**Instructions for the task**
Present every line of the items below as a numbered list, skipping any blank lines and omitting the pictures.

___ Record set

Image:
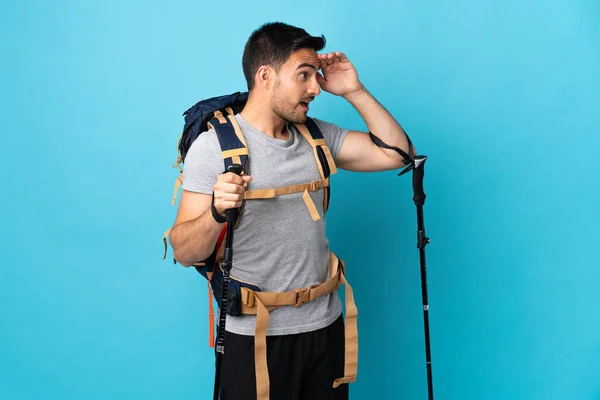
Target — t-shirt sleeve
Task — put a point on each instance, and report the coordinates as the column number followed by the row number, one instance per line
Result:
column 203, row 164
column 333, row 135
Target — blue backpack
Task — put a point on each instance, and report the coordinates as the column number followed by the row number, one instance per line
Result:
column 218, row 113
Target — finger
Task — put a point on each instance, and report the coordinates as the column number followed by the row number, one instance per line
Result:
column 323, row 63
column 328, row 58
column 225, row 187
column 230, row 177
column 342, row 56
column 336, row 57
column 223, row 206
column 321, row 80
column 231, row 197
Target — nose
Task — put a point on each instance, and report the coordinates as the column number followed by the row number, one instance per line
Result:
column 314, row 88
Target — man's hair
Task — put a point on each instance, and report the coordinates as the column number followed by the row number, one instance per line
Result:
column 272, row 44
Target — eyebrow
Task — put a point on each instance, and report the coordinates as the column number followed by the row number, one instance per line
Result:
column 306, row 65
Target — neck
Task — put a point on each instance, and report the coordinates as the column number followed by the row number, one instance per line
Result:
column 263, row 118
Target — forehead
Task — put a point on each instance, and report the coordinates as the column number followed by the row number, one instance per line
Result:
column 303, row 56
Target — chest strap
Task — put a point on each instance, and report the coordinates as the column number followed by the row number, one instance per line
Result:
column 261, row 303
column 299, row 188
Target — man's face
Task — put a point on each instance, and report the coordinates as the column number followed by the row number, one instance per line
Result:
column 296, row 86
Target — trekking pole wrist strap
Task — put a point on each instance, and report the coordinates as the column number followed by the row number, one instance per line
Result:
column 218, row 217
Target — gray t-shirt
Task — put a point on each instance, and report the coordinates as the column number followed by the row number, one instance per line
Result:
column 277, row 245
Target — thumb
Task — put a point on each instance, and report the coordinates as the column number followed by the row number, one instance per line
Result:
column 322, row 81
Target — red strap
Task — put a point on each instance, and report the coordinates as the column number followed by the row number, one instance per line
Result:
column 211, row 311
column 211, row 319
column 222, row 235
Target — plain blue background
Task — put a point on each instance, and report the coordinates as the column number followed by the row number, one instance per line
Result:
column 503, row 97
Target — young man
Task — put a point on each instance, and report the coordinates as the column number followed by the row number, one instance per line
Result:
column 278, row 246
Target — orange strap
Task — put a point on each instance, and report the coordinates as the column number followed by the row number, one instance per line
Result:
column 261, row 303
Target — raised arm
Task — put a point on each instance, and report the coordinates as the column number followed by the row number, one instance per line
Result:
column 359, row 152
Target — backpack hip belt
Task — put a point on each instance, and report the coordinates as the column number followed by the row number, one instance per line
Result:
column 261, row 303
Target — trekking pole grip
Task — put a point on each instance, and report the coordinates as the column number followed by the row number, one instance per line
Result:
column 231, row 214
column 418, row 174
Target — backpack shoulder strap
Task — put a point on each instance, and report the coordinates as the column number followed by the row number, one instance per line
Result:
column 233, row 144
column 323, row 156
column 234, row 148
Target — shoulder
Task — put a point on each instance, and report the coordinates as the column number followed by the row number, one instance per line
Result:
column 333, row 134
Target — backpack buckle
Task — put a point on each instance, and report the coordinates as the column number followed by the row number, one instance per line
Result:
column 302, row 296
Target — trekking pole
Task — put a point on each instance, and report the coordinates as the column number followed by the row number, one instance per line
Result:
column 422, row 241
column 231, row 216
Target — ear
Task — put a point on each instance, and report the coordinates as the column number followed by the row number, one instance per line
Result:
column 264, row 76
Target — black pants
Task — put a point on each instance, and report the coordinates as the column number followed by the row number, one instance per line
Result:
column 301, row 366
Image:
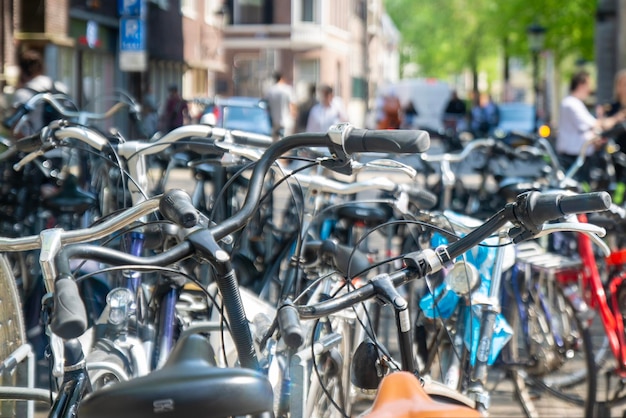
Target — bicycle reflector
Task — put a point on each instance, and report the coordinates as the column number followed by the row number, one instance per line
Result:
column 462, row 278
column 366, row 368
column 121, row 303
column 544, row 131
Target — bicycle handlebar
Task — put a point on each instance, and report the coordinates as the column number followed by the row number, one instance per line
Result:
column 69, row 319
column 392, row 141
column 524, row 213
column 460, row 156
column 24, row 109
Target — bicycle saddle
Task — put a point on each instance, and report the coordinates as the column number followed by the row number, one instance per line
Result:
column 401, row 395
column 188, row 385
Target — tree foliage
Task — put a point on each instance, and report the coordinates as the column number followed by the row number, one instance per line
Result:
column 445, row 37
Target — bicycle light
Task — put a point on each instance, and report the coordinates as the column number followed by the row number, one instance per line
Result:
column 462, row 278
column 120, row 301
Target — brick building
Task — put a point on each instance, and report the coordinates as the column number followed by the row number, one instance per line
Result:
column 80, row 41
column 207, row 46
column 340, row 43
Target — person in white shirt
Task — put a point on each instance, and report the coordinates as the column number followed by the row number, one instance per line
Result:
column 282, row 105
column 33, row 81
column 577, row 125
column 327, row 112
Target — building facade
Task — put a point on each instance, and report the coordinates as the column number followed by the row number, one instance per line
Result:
column 339, row 43
column 207, row 47
column 80, row 40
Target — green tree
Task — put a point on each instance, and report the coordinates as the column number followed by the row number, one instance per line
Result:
column 445, row 37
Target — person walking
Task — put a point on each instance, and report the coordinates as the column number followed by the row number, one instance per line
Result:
column 33, row 80
column 305, row 107
column 282, row 106
column 176, row 111
column 577, row 125
column 455, row 113
column 150, row 113
column 326, row 112
column 485, row 116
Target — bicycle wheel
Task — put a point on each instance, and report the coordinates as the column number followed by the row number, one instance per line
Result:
column 12, row 333
column 551, row 351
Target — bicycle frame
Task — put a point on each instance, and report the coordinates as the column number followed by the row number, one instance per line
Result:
column 593, row 291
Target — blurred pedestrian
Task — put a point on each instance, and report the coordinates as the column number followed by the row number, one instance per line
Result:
column 577, row 125
column 176, row 111
column 454, row 114
column 326, row 112
column 32, row 80
column 485, row 116
column 391, row 118
column 305, row 107
column 282, row 104
column 617, row 105
column 409, row 116
column 150, row 113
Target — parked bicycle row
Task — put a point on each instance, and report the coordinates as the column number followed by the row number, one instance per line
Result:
column 267, row 290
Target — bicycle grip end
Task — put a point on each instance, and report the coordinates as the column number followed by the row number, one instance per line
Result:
column 69, row 317
column 400, row 141
column 289, row 325
column 11, row 121
column 176, row 206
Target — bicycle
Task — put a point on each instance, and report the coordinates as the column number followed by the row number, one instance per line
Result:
column 527, row 219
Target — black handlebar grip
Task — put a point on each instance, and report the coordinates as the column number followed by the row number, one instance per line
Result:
column 11, row 121
column 397, row 141
column 69, row 317
column 422, row 198
column 251, row 139
column 544, row 207
column 341, row 254
column 29, row 143
column 585, row 203
column 289, row 325
column 202, row 146
column 176, row 206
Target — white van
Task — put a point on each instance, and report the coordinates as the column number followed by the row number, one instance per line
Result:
column 429, row 97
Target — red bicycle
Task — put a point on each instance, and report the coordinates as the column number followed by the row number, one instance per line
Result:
column 601, row 280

______

**Response to the exercise**
1. Image:
2. Target — t-shirt sleeve
3. Task — put a point on each instance, and report the coordinates as the column number followed by the row number, one instance per line
4. Result:
5. column 203, row 164
6. column 333, row 135
7. Target — blue backpack
8. Task — put a point on each instance, and report the coordinates as the column number followed by the row number, one instance per line
9. Result:
10. column 218, row 113
11. Target — finger
12. Task — put a point on each instance, and report the coordinates as the column number followed by the row number, one instance per line
13. Result:
14. column 323, row 63
15. column 328, row 58
16. column 225, row 187
17. column 230, row 177
18. column 342, row 56
19. column 336, row 57
20. column 223, row 206
21. column 321, row 80
22. column 231, row 197
23. Target — nose
24. Task — put a point on each instance, and report the coordinates as the column number followed by the row number, one instance per line
25. Result:
26. column 314, row 88
27. Target — man's hair
28. Task — put a point on each instance, and report the coordinates as the column number followed by the row number, one instance per line
29. Result:
30. column 272, row 44
31. Target — eyebrow
32. Task — put a point on each instance, and report the coordinates as the column number followed by the row number, one instance per line
33. Result:
34. column 306, row 65
35. Target — neck
36. Task — put a point on each instance, and report the coordinates as the column number followed by the row number, one instance per line
37. Result:
38. column 263, row 118
39. Target — forehead
40. Task — put a point on each instance, and report the coordinates as the column number followed by the row number, one instance per line
41. Result:
42. column 303, row 56
43. Target — chest strap
44. Task — put a point on each instance, and report the coordinates as the column number followed by the row number, one instance per line
45. Result:
46. column 261, row 303
47. column 299, row 188
48. Target — man's face
49. Task — put a point on each instance, and report the coordinates as the column number followed by the row number, one instance per line
50. Result:
51. column 296, row 86
52. Target — trekking pole wrist strap
53. Task — put a point on each instance, and report the coordinates as the column number followed by the row number, one instance per line
54. Result:
55. column 218, row 217
56. Target — gray t-shirt
57. Task — put a point on each instance, and report the coordinates as the column number followed by the row number, one instance per line
58. Result:
59. column 277, row 245
60. Target — thumb
61. Task — put a point on each instance, and report the coordinates as the column number followed by the row number, one instance per line
62. Result:
63. column 322, row 81
64. Target — red strap
65. Task — put a point on each instance, and report the coordinates as the column number followed by the row number, one instance per line
66. Result:
67. column 211, row 311
68. column 211, row 319
69. column 222, row 235
70. Target — plain blue background
71. Task — put a point on each instance, and report the coordinates as the column number followed by the row number, one instance per line
72. Result:
73. column 503, row 97
74. Target — young man
75. Task — put a point on each instance, and report the coordinates as the column number followed by the row number, one instance per line
76. Result:
77. column 278, row 246
78. Target — orange strap
79. Task — put a point on each instance, and report the coordinates as the column number followed by the row number, one instance per line
80. Result:
81. column 261, row 303
82. Target — raised arm
83. Task — put a point on each instance, and report the coordinates as the column number followed by the row number, one instance per line
84. Result:
85. column 359, row 152
86. Target — backpack hip belt
87. Task — put a point on each instance, and report the coordinates as the column number followed by the row number, one instance per line
88. Result:
89. column 261, row 303
90. Target — trekking pole grip
91. Task — put a point on each instance, and report the coordinates as the column number followed by the row number, one instance per line
92. Result:
93. column 231, row 214
94. column 418, row 174
95. Target — backpack shoulder strap
96. Task — put a point on each instance, and report the coordinates as the column number followed by the row number, one instance per line
97. Result:
98. column 233, row 144
99. column 323, row 156
100. column 234, row 148
101. Target — shoulder
102. Task — put a point on each instance, and report the coordinates as the column number followed by the row number, one instance per line
103. Result:
104. column 333, row 134
105. Target — backpack buckle
106. Task — put a point on each instance, and report the coordinates as the column number followed by the row number, one instance per line
107. Result:
108. column 302, row 296
109. Target — trekking pole
110. Task — put a point on each instance, and report the coordinates as the column number followed by the row number, one instance per line
111. Result:
112. column 422, row 241
113. column 231, row 216
114. Target — ear
115. Task — put a point on each instance, and report the coordinates as the column number followed by the row number, one instance per line
116. Result:
117. column 264, row 76
118. Target — black pants
119. Task — put a point on each instance, and report the coordinates as the column number followed by the row number, one instance per line
120. Result:
121. column 301, row 366
122. Image:
123. Target — bicycle reflector
124. Task — put a point on each instance, and report the coordinates as the column number followed by the row number, one instance per line
125. Result:
126. column 462, row 278
127. column 366, row 368
128. column 121, row 303
129. column 544, row 131
130. Target — bicycle handlebar
131. Task — put a point on each instance, and report the coordinates as the column number followed by the row number, one instance per line
132. Result:
133. column 69, row 319
134. column 392, row 141
135. column 524, row 213
136. column 460, row 156
137. column 24, row 109
138. Target — bicycle saddle
139. Task — put a point on each instance, and report the coordinates as the column number followed by the row number, one instance per line
140. Result:
141. column 401, row 395
142. column 188, row 385
143. Target — tree foliage
144. Task — put a point on each instance, and report the coordinates as the column number followed by the row number, one instance per line
145. Result:
146. column 445, row 37
147. Target — bicycle light
148. Task — put a point on each instance, and report the coordinates as the column number followed by the row number, one instance per line
149. Result:
150. column 462, row 278
151. column 120, row 301
152. Target — brick building
153. Task — put a point on each instance, and report the coordinates as the column number followed by the row number, one instance per line
154. Result:
155. column 80, row 41
156. column 207, row 46
157. column 340, row 43
158. Target — person in white shirt
159. Task — put a point on each instance, and report the coordinates as the column number followed by the row number, one instance per line
160. Result:
161. column 282, row 105
162. column 33, row 81
163. column 577, row 125
164. column 327, row 112
165. Target — building facade
166. Task — put a point on each instance, and report the coordinates as the column number followed by the row number, one instance per line
167. Result:
168. column 339, row 43
169. column 207, row 47
170. column 80, row 40
171. Target — green tree
172. Task — put a point on each instance, and report the coordinates as the column number followed by the row number, one instance per line
173. Result:
174. column 445, row 37
175. Target — person walking
176. Task — put a point on each instance, and report the coordinates as the column number followed by the row number, one instance per line
177. Result:
178. column 33, row 80
179. column 305, row 107
180. column 282, row 106
181. column 176, row 111
182. column 577, row 125
183. column 455, row 113
184. column 150, row 113
185. column 326, row 112
186. column 485, row 116
187. Target — bicycle wheel
188. Task — put a point on each instance, and report the coordinates as the column number followed by the row number, one instance per line
189. Result:
190. column 12, row 333
191. column 551, row 351
192. Target — bicycle frame
193. Task — put a point on each instance, and report the coordinates as the column number followed by the row number, one instance per line
194. Result:
195. column 593, row 291
196. Target — blurred pedestrian
197. Task — put a point on each instance, and report the coordinates as the column number followed by the row number, one instance per line
198. Result:
199. column 577, row 125
200. column 176, row 111
201. column 454, row 114
202. column 326, row 112
203. column 32, row 80
204. column 485, row 116
205. column 391, row 118
206. column 305, row 107
207. column 282, row 104
208. column 617, row 105
209. column 409, row 116
210. column 150, row 113
211. Target — parked bicycle row
212. Task — put a point on each instance, and report the coordinates as the column number followed by the row number, one instance per line
213. Result:
214. column 267, row 290
215. Target — bicycle grip end
216. Task — put a point on each instance, and report the coordinates as the column number followed by the row number, one instance per line
217. Result:
218. column 69, row 317
219. column 400, row 141
220. column 289, row 325
221. column 11, row 121
222. column 176, row 206
223. Target — bicycle
224. Task — put a point on each instance, and report the coordinates as the column number followed by the row number, one instance per line
225. Result:
226. column 527, row 219
227. Target — black handlebar grip
228. Task — put a point on each instance, and report the coordinates as the column number followed by the row number, one instance per line
229. Result:
230. column 11, row 121
231. column 397, row 141
232. column 69, row 317
233. column 422, row 198
234. column 251, row 139
235. column 544, row 207
236. column 341, row 254
237. column 29, row 143
238. column 585, row 203
239. column 289, row 325
240. column 202, row 146
241. column 176, row 206
242. Target — white van
243. Task — put a point on each instance, and report the coordinates as the column number followed by the row number, one instance per line
244. Result:
245. column 429, row 97
246. Target — red bicycle
247. Task — put a point on each instance, and report the coordinates as the column number followed by the row number, one instance per line
248. Result:
249. column 601, row 280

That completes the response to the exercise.